Count the lines in the rows below that contain the string "every", treating uppercase and lowercase letters as different. Reply with the number alone.

###

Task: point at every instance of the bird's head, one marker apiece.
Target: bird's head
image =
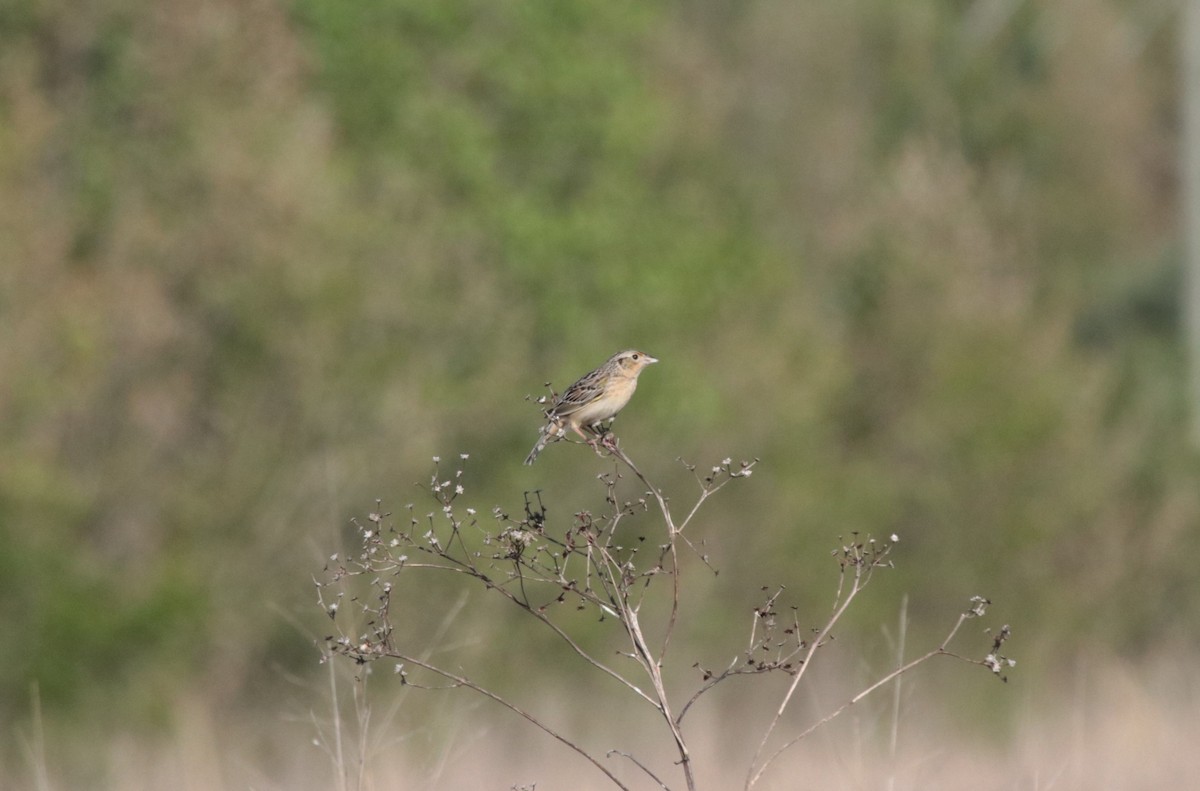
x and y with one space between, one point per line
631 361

###

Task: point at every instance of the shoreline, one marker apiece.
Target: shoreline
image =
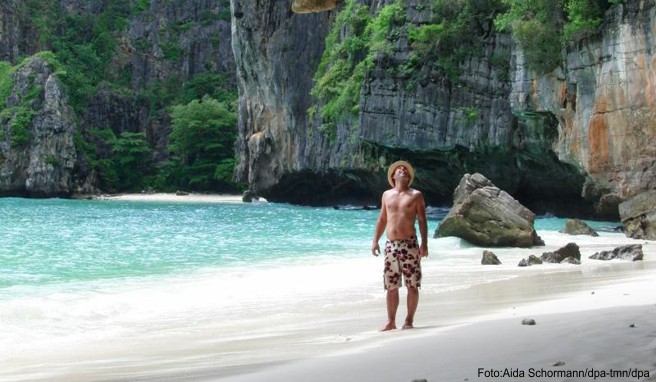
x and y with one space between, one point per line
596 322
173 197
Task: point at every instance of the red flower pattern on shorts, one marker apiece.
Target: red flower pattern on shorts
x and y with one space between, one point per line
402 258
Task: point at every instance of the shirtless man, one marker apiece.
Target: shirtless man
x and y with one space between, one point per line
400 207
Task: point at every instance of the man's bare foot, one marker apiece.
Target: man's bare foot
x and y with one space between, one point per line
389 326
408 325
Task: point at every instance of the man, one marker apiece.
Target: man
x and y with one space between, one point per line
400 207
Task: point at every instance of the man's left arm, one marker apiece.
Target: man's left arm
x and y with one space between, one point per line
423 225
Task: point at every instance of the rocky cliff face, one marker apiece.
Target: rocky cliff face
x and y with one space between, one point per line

###

### Exercise solution
8